_Data provided_

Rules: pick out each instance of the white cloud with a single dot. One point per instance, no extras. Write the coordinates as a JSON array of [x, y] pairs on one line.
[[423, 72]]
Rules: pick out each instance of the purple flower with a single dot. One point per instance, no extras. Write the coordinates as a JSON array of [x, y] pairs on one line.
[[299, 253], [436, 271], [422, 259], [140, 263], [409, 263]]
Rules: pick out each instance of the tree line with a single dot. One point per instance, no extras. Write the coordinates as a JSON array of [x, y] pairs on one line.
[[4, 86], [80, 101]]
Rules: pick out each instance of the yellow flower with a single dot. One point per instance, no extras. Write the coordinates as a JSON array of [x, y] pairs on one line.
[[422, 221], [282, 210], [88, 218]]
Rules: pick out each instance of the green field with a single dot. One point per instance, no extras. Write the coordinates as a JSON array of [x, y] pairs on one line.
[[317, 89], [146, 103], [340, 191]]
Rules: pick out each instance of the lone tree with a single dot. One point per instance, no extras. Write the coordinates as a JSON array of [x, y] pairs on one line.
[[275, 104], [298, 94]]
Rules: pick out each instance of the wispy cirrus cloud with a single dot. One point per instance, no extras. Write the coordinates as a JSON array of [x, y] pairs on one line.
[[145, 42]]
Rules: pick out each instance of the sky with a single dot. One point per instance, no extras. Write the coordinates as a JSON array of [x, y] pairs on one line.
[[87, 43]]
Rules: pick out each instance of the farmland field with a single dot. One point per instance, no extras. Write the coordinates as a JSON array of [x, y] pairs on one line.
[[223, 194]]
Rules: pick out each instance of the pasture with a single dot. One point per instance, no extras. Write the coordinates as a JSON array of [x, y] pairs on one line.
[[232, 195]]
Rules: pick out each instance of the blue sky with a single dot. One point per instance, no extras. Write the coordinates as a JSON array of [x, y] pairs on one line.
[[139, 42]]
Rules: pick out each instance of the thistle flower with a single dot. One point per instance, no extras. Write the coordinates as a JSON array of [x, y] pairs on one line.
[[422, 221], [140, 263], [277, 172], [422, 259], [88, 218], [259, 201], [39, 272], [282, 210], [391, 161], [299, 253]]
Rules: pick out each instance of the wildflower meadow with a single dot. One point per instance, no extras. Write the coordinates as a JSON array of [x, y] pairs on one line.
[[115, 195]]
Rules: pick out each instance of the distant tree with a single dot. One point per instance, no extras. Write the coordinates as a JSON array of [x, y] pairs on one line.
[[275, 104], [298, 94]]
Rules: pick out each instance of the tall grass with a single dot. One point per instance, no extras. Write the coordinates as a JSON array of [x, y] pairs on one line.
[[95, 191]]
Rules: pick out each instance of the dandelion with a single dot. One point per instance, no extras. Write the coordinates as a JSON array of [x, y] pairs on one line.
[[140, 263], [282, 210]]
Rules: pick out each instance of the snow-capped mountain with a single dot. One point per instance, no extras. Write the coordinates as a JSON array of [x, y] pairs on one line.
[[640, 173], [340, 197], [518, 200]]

_What is expected_
Retype all of the entries precisely as they are.

_Task output_
Rules: pick out each instance of the white cloud with a single dot. One point per instance, no extras. Write the coordinates as a JSON array of [x, y] pairs on one line.
[[423, 72]]
Rules: pick out each instance of the purple flower with a single dot. One point per instance, no extras. Write the coordinates as a JSON array of [x, y] pairs on one line.
[[299, 253], [436, 271], [422, 259], [140, 263], [409, 263]]
Rules: pick out each instance of the tree line with a single dot. One point per instance, no extras. Write the coordinates as a JSON array of [x, y] pairs on one line.
[[4, 86], [80, 101]]
Rules: pick out each instance of the yellow flower with a single dot. One point per instance, no extras. Write the coordinates as a JSON array of [x, y] pairs on one line.
[[422, 221], [282, 210], [88, 218]]
Rules: pick out each instance of the green field with a single dot. One point per instance, no extras. Write the coordinates as a JSON array of [x, y] pairs on one line.
[[317, 89], [146, 103], [340, 191]]
Rules: pick out each instance of the lone tree with a single dot. One point per instance, no extras. Write the coordinates as a JSON array of [x, y] pairs on one line.
[[275, 104], [298, 94]]
Rules: pick out each instance of the wispy cirrus cloud with a single dot. One point per instance, no extras. Write the coordinates as a JSON array of [x, y] pairs on one line.
[[145, 42]]
Rules: pick out each instance of the sky with a single dot. One point per instance, no extras. Write the coordinates as a JSON array of [x, y] pairs on one line.
[[87, 43]]
Rules: pick out each instance of the farmland field with a single dot. One point per instance, no extras. Write the coordinates as a JSON array of [x, y] pairs on one line.
[[223, 194]]
Rules: pick out each instance of the pasture with a single dot. One point per instance, no extras. Write the coordinates as a JSON array of [x, y] pairs on one line.
[[232, 195]]
Rules: pick out each instance of the blue sky with a single dot. One point per instance, no extras. Write the coordinates as a JSON array of [x, y] pairs on one line.
[[139, 42]]
Rules: pick out each instance of the thistle flower with a single dot. One point per instance, no extras. Write the coordinates as a JSON array of [x, y] pairs on one line.
[[422, 221], [140, 263], [277, 172], [422, 259], [88, 218], [259, 201], [39, 272], [282, 210], [391, 161], [299, 253]]
Rules: pick out each instance of the wildflower meadow with a single dot. One point per instance, no extras. Write the coordinates as a JSON array of [x, y] pairs on one line.
[[115, 195]]
Rules: pick out each instance of the distant tree with a single dot. One point per instance, no extras. Write the coordinates as a JSON array of [x, y] pairs on one line.
[[275, 104], [298, 94]]
Rules: pick out each instance of the tall grass with a single dot. One point per instance, no extras. Write the coordinates as a JSON array of [x, y] pairs on one line.
[[95, 191]]
Rules: pick out each instance of the dandelion with a single dot. One point per instance, no extras. Write the coordinates as a JSON array of [x, y] pairs on one line.
[[140, 263], [282, 210]]
Rules: pick out each instance of the snow-capped mountain with a single dot. One point per instance, no extras. Write the coordinates as a JSON array of [x, y] pairs on one line.
[[640, 173], [340, 197], [518, 200]]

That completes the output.